Cuando Jay Ruby defiende la reflexividad como modo de que el cine adquiera la función de comunicación del conocimiento antropológico, cabe el peligro de interpretar la realidad en este sentido. Dice Jay Ruby que "ser reflexivo significa que el realizador, deliberadamente, intencionalmente revela a su audiencia los supuestos epistemológicos subyacentes que le llevan a formular una serie de cuestiones de un modo particular, y finalmente, a presentar sus conclusiones de un modo particular" (2000: 156).5 Aunque compartimos con Ruby que es deseable que de alguna manera, no necesariamente explícita, la vivencia e interpretación del autor sea una parte importante de la película, la exigencia de reflexividad parece que sigue atrapada en la idea de que hay un mundo independiente de la percepción del autor que, por inaprensible, no nos compete. Simplificando la propuesta, podíamos hacerla confluir incluso con ciertas pretensiones objetivistas: "Revelando el procedimiento del experimento podremos permitir que la audiencia sea capaz de rastrear y limpiar los restos de subjetividad: que sepa qué es adherido por el autor y qué es original de la realidad a la que éste se enfrenta" (Ídem).

· · · ·

§ TAREA
Traduzca al inglés la siguiente oración del texto sobre la reflexividad en el cine antropológico: "Aunque compartimos con Ruby que es deseable que de alguna manera, no necesariamente explícita, la vivencia e interpretación del autor sea una parte importante de la película, la exigencia de reflexividad parece que sigue atrapada en la idea de que hay un mundo independiente de la percepción del autor que, por inaprensible, no nos compete." Los ítems que aparecen a continuación no son necesarios.

· · · ·

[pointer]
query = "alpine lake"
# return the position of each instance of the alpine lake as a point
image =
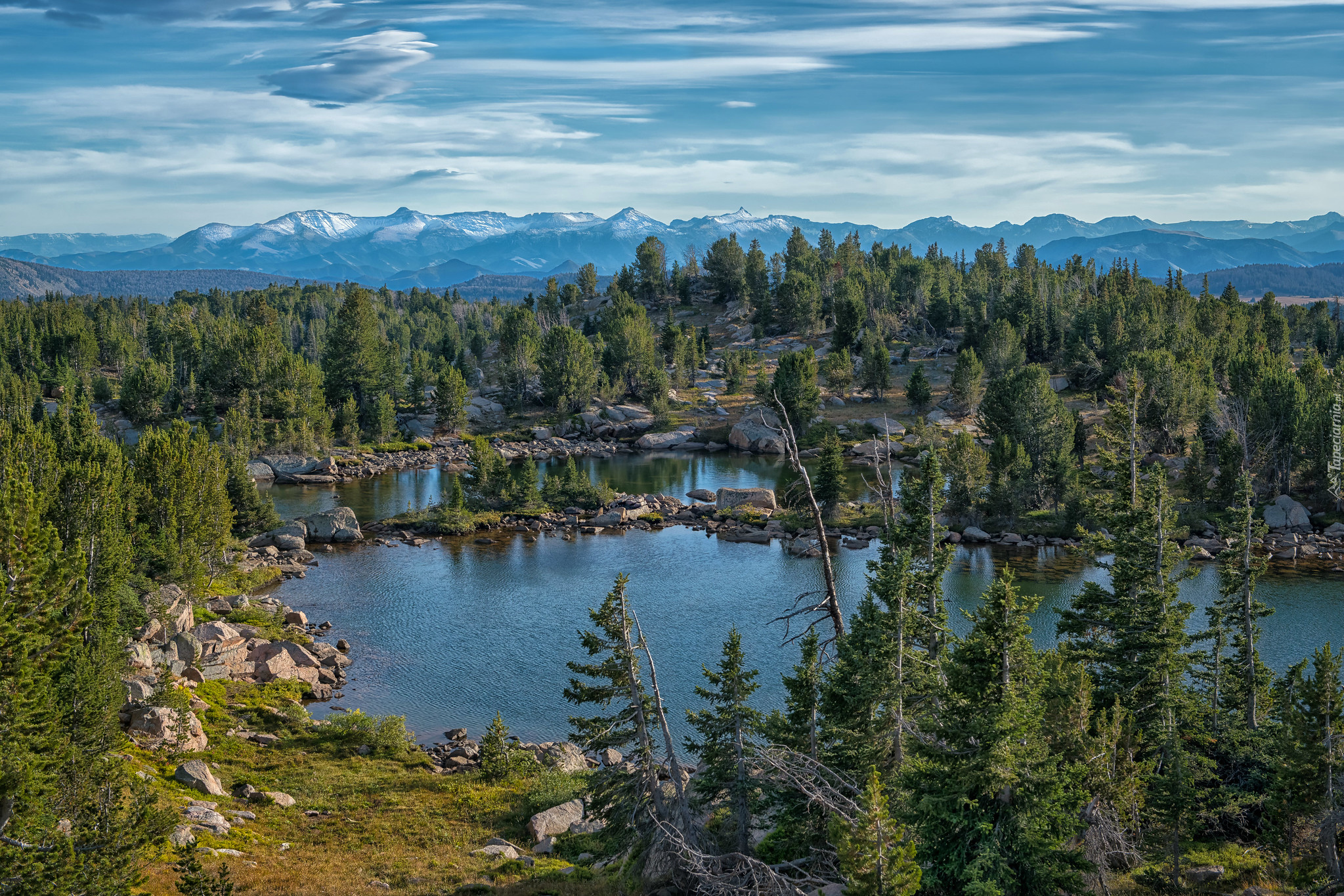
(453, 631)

· · · ·

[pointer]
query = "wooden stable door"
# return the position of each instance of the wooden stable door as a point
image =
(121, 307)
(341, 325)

· · · ·

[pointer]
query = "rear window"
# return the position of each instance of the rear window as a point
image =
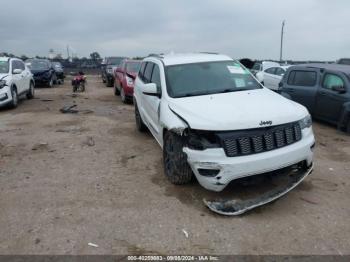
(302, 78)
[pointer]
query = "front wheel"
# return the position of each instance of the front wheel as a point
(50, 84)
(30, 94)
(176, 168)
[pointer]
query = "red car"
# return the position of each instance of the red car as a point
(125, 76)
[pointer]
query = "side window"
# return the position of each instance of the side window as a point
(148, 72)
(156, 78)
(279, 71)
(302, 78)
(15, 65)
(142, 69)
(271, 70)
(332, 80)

· · · ·

§ RESPUESTA ESPERADA
Although we agree with Ruby that it is desirable for the author's experience and interpretation to be, in some way and not necessarily explicitly, an important part of the film, the demand for reflexivity seems to remain trapped in the idea that there is a world independent of the author's perception which, because it cannot be grasped, does not concern us.